- [Exercise description]:
Edit the rows below so that every "place one pin on each instance" becomes "mark each instance with a single pin", with all other text unchanged. Omit the pictures from your answer.

Object pointing dataset rows:
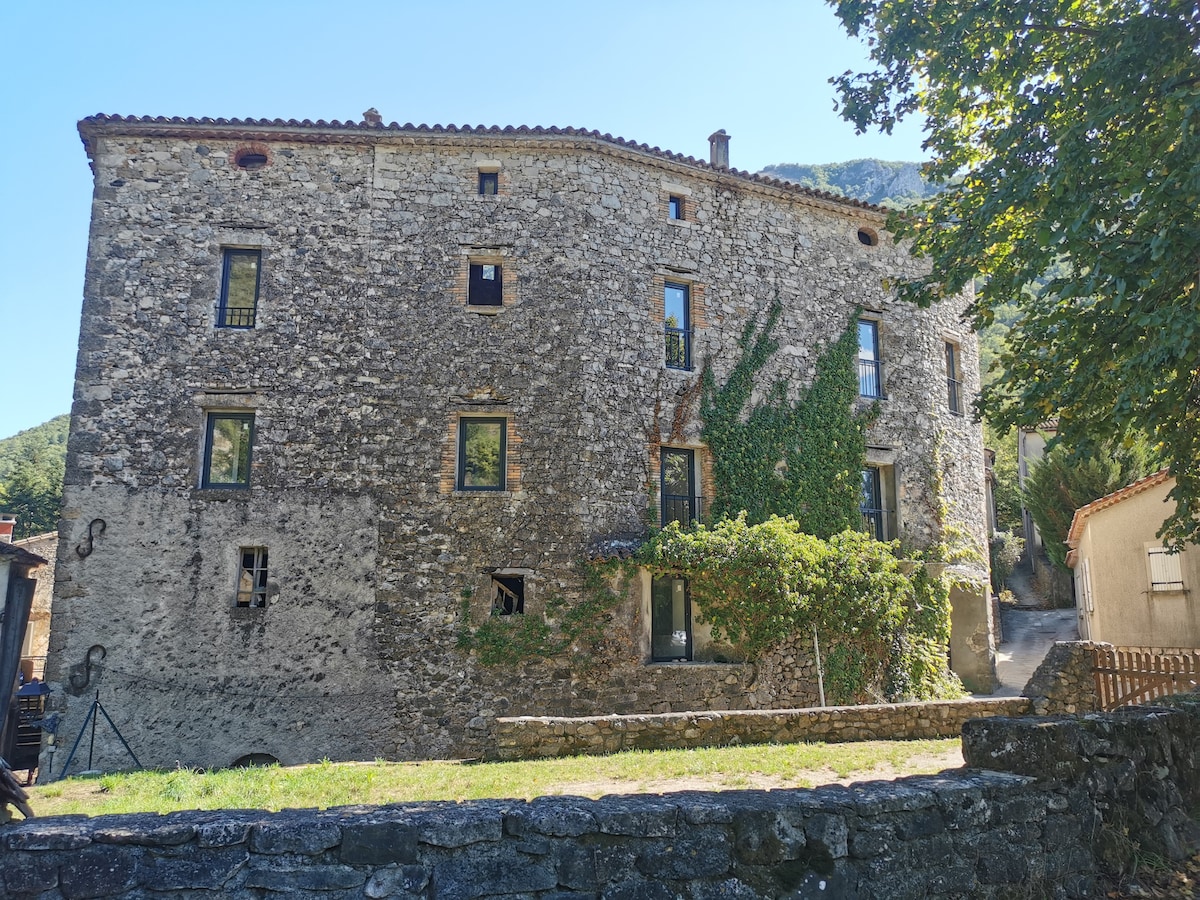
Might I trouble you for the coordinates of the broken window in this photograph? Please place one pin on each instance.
(508, 595)
(238, 306)
(485, 285)
(252, 577)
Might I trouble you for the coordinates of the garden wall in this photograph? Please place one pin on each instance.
(531, 737)
(1066, 796)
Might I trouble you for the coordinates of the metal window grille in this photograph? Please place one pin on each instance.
(252, 577)
(1165, 573)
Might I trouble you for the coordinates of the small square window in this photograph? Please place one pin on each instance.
(227, 444)
(238, 306)
(508, 595)
(485, 285)
(481, 454)
(252, 577)
(677, 324)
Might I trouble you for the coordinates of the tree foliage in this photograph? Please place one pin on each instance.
(31, 468)
(883, 622)
(1061, 483)
(1068, 136)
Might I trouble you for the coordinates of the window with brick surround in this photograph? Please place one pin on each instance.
(251, 577)
(483, 450)
(677, 324)
(485, 285)
(228, 438)
(238, 306)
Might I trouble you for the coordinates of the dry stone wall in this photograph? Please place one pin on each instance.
(363, 359)
(1047, 807)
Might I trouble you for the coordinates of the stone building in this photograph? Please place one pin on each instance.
(347, 388)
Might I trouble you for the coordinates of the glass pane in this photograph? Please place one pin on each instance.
(483, 463)
(229, 450)
(670, 625)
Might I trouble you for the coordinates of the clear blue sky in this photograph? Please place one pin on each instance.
(664, 72)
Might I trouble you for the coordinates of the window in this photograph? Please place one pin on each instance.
(508, 597)
(677, 324)
(252, 577)
(678, 485)
(481, 451)
(870, 379)
(485, 285)
(670, 619)
(876, 516)
(239, 288)
(953, 383)
(1165, 573)
(227, 443)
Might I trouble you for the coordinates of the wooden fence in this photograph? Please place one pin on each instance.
(1126, 678)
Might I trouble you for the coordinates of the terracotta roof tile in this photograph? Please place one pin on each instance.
(1080, 517)
(105, 123)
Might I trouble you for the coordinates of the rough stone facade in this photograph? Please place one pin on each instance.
(1048, 805)
(364, 360)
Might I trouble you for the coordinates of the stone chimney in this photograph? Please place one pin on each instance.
(719, 149)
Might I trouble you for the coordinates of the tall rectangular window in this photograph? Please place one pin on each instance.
(481, 454)
(227, 444)
(953, 383)
(238, 306)
(485, 285)
(1165, 573)
(252, 577)
(670, 619)
(870, 377)
(677, 324)
(874, 505)
(678, 487)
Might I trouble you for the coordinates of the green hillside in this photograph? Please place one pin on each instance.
(31, 466)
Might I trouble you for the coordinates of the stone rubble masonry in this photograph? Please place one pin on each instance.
(1044, 807)
(533, 737)
(363, 359)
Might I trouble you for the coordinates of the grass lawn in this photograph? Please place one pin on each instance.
(328, 784)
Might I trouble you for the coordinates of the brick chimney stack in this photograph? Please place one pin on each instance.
(719, 149)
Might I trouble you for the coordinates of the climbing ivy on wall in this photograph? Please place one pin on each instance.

- [Reply to the task]:
Might I trouble you for the coordinates of the broken window in this photograph? Please mark each instance with a single pin.
(508, 595)
(238, 306)
(485, 285)
(252, 577)
Might I trouble you for the coordinates of the garden wall in this photograph? Please mark each instance with a single pin.
(531, 737)
(1066, 796)
Might I trouble you for the coordinates of the metal window grille in this photograph? Please mark each instance with a single pin.
(252, 577)
(1165, 573)
Might I trouble you for the coordinates of the small square window in this photograph? Please mark each instance with a single pin.
(227, 444)
(238, 306)
(508, 595)
(485, 285)
(481, 454)
(252, 577)
(677, 324)
Might I trouble you for the coordinates of the tree foliage in this photograph? Please mark each instance with a single pin.
(31, 468)
(883, 622)
(1061, 483)
(1068, 136)
Might I trouble you for the coordinates of the window with brick surround in this photograph? Please mark each instance with a single pin.
(251, 577)
(483, 450)
(677, 324)
(485, 285)
(228, 438)
(238, 306)
Might I trouble you for the coordinates of the dry stone wall in this photograph? Please mark each instance with a single pin.
(363, 359)
(1047, 807)
Might I trouble you for the coordinates of the stone building in this photograph? Please mark each instance with a single pin.
(347, 388)
Might I trouble you for the coordinates of the glass pane in this photograph? Please mark each instance with a single pin.
(483, 463)
(229, 450)
(670, 625)
Might I trouble you for the coordinates of the clear blue sky in this photograph? Please mark each instance with a single pin.
(664, 72)
Might I trouble you for the coordinates of the window in this photograph? Please mark each instance with a single pin.
(508, 597)
(677, 324)
(252, 577)
(678, 485)
(481, 451)
(870, 379)
(485, 285)
(670, 619)
(876, 516)
(239, 288)
(953, 383)
(1165, 573)
(227, 443)
Might I trouble you for the coordinates of the wooden fence in this photograph? Please mark each instance with a single pin.
(1126, 678)
Might I trouble you for the coordinates of the terracotta roof tile in this photograph? Please mark each instance with a single pin.
(1080, 517)
(105, 123)
Might I trouble you for the coordinates of the rough stone facade in this photograph? Please mark each instance with a single pin.
(1048, 805)
(364, 360)
Might I trouble you for the coordinates of the stone chimney in this photograph? Please mark each instance with a single pin.
(719, 149)
Might I trouble you for the coordinates of the tall rectangular window in this photograph? Please mark each instance with a single pin.
(481, 454)
(227, 444)
(953, 383)
(238, 306)
(485, 285)
(1165, 573)
(252, 577)
(670, 619)
(870, 377)
(677, 324)
(874, 505)
(678, 487)
Might I trouble you for the coordinates of the green hillside in this photograph? Please mark each instance with a single pin.
(31, 466)
Might I trouble you for the coordinates of the stone rubble masonry in this photograph? Please mark each instance with a single pin.
(1044, 807)
(533, 737)
(363, 359)
Might I trouble you for the coordinates of the grass lawn in this photograph? Please mark each instance with a single pin.
(328, 784)
Might I trouble you for the coordinates of the brick chimney stack in this photograph? Please mark each instance with a single pin.
(719, 149)
Might I trouble you for the coordinates of the climbing ivy on wall in this photograph? Please mark each instance with a single pin.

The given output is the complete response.